-------- Extrait --------

Ce que nous savons, nous le tenons
des familles des victimes. Ainsi, dans
le village d’Al-Sarba, les maisons ont
été incendiées et tous ceux qui étaient
présents ont été passés à l’arme
blanche. À Al-Kharata, un lotissement de
67 âmes, 10 seulement ont échappé à la
mort. Au total, 12 villages peuplés
d’Alaouites ont vécu les décapitations,
les démembrements… nous avons même les
clichés d’une jeune femme découpée
vivante. Les massacres dans cette région
de Lattaquié se sont soldés par plus de
400 martyrs et 150 à 200 prisonniers
dont des enfants, des femmes et des
personnes âgées. Nous travaillons
toujours à leur libération. [ …]
RT :
Dernière question Mère Agnès.
Croyez-vous que
la Syrie
réussira à s’en sortir et redeviendra la
patrie de tous, quelles que soient leurs
confessions ?

-------- Données fournies --------

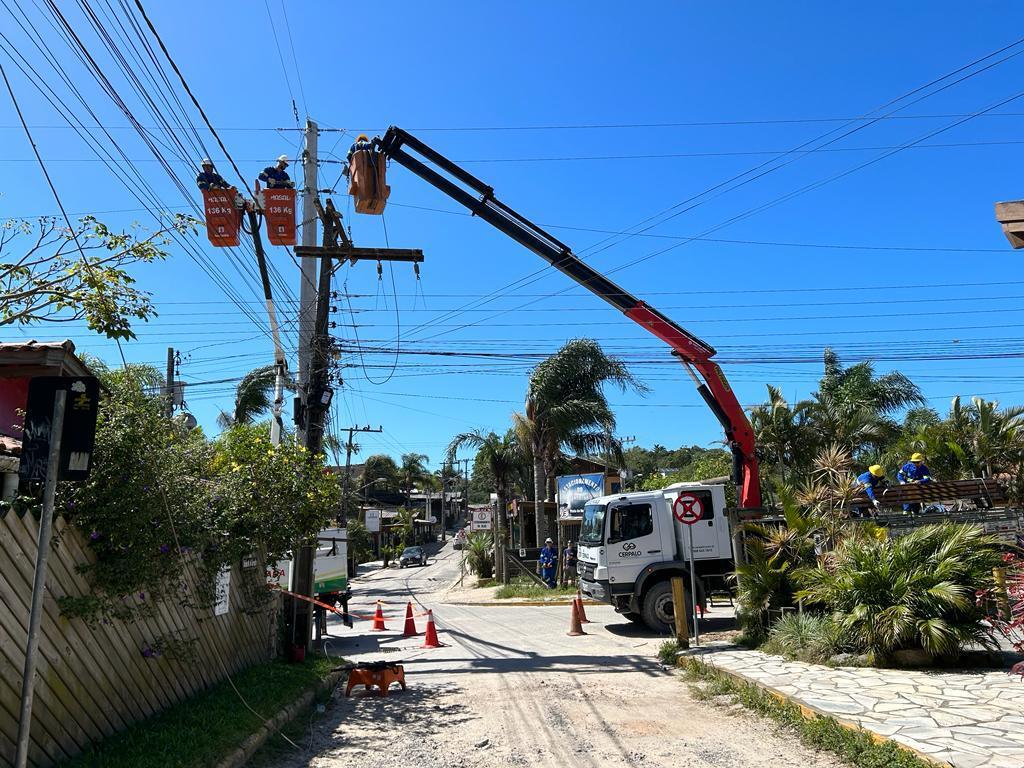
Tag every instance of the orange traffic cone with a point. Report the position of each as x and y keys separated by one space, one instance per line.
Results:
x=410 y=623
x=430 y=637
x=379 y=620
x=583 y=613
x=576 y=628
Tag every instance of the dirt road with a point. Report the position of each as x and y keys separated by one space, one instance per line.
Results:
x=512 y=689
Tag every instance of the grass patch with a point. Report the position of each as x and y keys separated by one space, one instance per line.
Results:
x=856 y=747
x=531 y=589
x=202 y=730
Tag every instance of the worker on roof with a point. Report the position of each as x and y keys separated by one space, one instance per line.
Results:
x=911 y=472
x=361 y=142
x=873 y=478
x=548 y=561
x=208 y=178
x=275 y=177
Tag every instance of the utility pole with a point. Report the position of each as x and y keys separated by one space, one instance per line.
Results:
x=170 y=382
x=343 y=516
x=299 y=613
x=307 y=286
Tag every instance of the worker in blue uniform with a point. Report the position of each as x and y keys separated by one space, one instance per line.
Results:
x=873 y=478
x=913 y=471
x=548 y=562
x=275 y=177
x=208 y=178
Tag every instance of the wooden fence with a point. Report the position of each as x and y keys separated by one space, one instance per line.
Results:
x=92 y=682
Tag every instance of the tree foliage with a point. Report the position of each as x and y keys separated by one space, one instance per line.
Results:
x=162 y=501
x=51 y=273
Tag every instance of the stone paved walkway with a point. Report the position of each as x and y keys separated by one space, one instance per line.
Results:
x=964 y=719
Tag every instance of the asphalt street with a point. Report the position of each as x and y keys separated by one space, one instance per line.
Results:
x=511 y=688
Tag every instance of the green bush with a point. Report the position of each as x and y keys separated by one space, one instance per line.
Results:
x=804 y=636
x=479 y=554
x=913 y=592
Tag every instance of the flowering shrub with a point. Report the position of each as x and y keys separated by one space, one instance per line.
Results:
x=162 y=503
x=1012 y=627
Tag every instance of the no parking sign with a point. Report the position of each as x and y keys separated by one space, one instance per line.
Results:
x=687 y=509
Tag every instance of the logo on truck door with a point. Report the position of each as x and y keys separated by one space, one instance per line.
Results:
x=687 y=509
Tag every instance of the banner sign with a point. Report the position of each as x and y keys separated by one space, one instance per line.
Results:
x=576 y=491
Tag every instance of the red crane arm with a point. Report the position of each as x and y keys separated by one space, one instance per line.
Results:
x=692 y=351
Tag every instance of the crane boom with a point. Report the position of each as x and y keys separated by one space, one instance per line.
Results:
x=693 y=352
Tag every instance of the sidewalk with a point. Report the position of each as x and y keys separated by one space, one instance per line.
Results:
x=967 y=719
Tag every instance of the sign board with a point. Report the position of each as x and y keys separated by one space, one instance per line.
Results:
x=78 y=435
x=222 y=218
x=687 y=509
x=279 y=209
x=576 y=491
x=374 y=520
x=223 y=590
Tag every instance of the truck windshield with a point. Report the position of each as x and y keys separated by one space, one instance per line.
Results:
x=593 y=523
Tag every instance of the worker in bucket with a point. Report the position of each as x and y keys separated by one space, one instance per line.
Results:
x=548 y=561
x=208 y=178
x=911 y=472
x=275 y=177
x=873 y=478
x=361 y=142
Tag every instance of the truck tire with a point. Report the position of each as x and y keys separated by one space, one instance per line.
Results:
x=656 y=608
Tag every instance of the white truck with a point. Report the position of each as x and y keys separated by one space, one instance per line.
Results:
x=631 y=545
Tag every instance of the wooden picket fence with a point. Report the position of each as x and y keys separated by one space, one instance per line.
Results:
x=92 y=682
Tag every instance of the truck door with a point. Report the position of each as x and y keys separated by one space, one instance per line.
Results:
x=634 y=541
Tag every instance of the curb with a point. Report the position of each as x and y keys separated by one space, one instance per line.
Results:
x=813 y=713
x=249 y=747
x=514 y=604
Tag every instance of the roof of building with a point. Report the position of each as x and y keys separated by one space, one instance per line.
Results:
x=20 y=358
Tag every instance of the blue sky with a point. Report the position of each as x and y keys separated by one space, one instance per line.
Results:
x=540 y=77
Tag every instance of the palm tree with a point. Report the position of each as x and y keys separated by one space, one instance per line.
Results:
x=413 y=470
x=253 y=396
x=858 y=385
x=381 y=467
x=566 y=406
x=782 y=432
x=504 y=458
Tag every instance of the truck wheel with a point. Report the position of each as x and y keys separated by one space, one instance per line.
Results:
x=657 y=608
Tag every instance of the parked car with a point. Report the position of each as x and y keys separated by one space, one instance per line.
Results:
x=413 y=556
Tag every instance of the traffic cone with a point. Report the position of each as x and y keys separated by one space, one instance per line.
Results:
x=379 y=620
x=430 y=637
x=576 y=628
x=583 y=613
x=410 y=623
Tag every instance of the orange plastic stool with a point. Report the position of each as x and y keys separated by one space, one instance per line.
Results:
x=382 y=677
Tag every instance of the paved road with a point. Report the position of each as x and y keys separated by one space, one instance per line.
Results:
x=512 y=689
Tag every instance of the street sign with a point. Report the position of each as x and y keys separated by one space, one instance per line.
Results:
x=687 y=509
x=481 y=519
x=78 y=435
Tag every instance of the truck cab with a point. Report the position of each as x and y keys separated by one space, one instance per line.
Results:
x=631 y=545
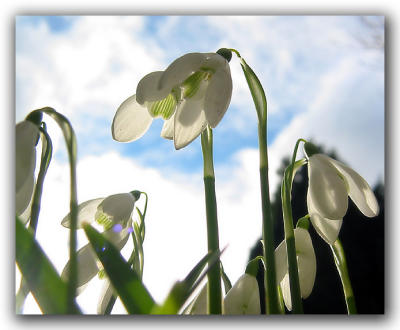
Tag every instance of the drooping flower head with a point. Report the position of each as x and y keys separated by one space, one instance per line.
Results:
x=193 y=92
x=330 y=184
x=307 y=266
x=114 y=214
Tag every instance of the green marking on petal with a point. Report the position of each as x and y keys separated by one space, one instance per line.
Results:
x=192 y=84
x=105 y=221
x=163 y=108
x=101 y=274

--------

Liste des tâches –
1. Selon l'extrait sur les massacres de la région de Lattaquié, combien d'habitants d'Al-Kharata ont échappé à la mort ?
2. Poursuivez l'extrait d'entretien sur les massacres de la région de Lattaquié en partant de sa dernière phrase.

Réponses par tâche –
1. Dix seulement, sur les 67 âmes du lotissement.

2.
J’en suis certaine ! Je suis
certaine que le peuple syrien résiste et
résistera. Il dépassera les blessures et
la discorde et adoptera le pardon. Il
chassera de son territoire chacun des
mercenaires terroristes. Il ramènera la
paix. Mais pour cela, il a besoin de
l’aide de la vraie communauté
internationale ! »[8]
Le
background a changé ce soir après la
superbe réponse que les ministres syrien
et russe des Affaires étrangères ont
faite aux rodomontades de Kerry[9]:
« À 15h30 (Temps universel), Walid
Mouallem a donné une conférence de
presse dans laquelle il a indiqué que,
dans un souci d’apaisement, son pays
acceptait de confier pour destruction
tout son arsenal chimique aux Nations
Unies et d’adhérer à
la Convention
internationale prohibant ces armes. »
Kerry a déclaré alors qu’il n’était pas
sûr de pouvoir leur faire confiance.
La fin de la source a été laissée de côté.